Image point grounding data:
........
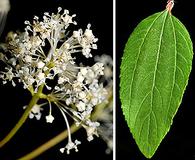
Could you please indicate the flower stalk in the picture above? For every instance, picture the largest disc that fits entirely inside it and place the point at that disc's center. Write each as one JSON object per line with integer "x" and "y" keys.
{"x": 25, "y": 115}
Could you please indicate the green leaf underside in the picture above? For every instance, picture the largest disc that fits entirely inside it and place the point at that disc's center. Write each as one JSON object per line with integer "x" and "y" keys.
{"x": 155, "y": 70}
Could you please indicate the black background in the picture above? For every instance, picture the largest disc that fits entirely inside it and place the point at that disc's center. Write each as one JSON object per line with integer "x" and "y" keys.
{"x": 34, "y": 133}
{"x": 179, "y": 144}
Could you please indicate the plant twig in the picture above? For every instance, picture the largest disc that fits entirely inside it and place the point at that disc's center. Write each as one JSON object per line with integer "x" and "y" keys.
{"x": 63, "y": 135}
{"x": 21, "y": 121}
{"x": 44, "y": 147}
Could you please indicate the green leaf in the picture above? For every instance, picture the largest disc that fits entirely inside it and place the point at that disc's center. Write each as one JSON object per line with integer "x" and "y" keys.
{"x": 155, "y": 70}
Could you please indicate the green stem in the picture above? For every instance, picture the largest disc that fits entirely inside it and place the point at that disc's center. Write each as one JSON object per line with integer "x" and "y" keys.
{"x": 60, "y": 137}
{"x": 21, "y": 121}
{"x": 49, "y": 144}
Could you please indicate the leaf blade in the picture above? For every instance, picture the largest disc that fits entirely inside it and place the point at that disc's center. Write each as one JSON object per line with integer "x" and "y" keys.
{"x": 148, "y": 63}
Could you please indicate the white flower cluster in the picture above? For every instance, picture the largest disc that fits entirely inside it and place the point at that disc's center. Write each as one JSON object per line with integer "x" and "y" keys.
{"x": 47, "y": 51}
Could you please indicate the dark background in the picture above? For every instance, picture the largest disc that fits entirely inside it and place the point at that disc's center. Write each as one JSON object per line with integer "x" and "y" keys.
{"x": 179, "y": 143}
{"x": 34, "y": 133}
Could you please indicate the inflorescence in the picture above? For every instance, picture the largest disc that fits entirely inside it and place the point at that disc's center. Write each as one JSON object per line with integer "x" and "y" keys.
{"x": 46, "y": 51}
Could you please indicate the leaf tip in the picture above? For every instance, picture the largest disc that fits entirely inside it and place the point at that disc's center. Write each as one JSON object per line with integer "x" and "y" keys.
{"x": 170, "y": 4}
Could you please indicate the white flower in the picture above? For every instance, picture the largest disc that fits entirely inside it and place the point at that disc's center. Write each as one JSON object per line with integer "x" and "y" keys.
{"x": 69, "y": 146}
{"x": 35, "y": 112}
{"x": 45, "y": 53}
{"x": 49, "y": 118}
{"x": 80, "y": 106}
{"x": 40, "y": 64}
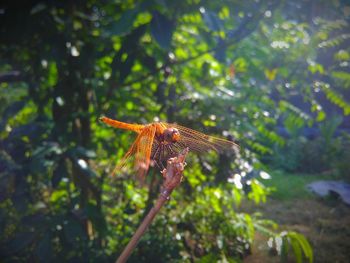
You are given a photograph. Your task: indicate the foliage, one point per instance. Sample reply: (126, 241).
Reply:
(229, 68)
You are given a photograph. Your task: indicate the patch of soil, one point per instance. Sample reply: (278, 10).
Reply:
(325, 223)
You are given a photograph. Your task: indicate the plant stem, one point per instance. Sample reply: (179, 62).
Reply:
(173, 176)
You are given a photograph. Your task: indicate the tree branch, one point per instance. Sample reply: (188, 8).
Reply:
(173, 176)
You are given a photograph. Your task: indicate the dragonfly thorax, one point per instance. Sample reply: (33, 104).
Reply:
(170, 135)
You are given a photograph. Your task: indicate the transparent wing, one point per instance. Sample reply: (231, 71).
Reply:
(144, 149)
(140, 152)
(200, 142)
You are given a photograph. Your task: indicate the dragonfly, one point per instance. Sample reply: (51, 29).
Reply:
(159, 141)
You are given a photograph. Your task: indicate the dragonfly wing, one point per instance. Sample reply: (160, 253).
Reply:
(144, 149)
(129, 155)
(200, 142)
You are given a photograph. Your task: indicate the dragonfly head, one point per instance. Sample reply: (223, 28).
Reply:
(171, 135)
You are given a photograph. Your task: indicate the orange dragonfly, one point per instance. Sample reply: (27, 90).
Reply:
(159, 141)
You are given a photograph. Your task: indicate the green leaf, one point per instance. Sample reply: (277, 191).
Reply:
(162, 30)
(59, 172)
(125, 24)
(20, 242)
(212, 21)
(44, 248)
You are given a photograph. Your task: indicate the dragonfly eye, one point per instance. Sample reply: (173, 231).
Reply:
(175, 135)
(171, 135)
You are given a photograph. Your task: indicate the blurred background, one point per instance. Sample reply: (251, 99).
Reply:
(272, 75)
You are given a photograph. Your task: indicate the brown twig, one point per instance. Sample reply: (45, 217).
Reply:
(172, 178)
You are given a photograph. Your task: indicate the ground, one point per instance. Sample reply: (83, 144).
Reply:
(324, 221)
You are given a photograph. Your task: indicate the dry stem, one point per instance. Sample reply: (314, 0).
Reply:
........
## [Problem description]
Filter the records above for the string "wing" and copy each matching line.

## [Your solution]
You are given a photograph. Your task: indicate the transparent wing, one point per instance. Sample reply: (231, 71).
You are given a photograph. Your task: indicate the dragonfly wing, one point per instance. Sample reply: (160, 253).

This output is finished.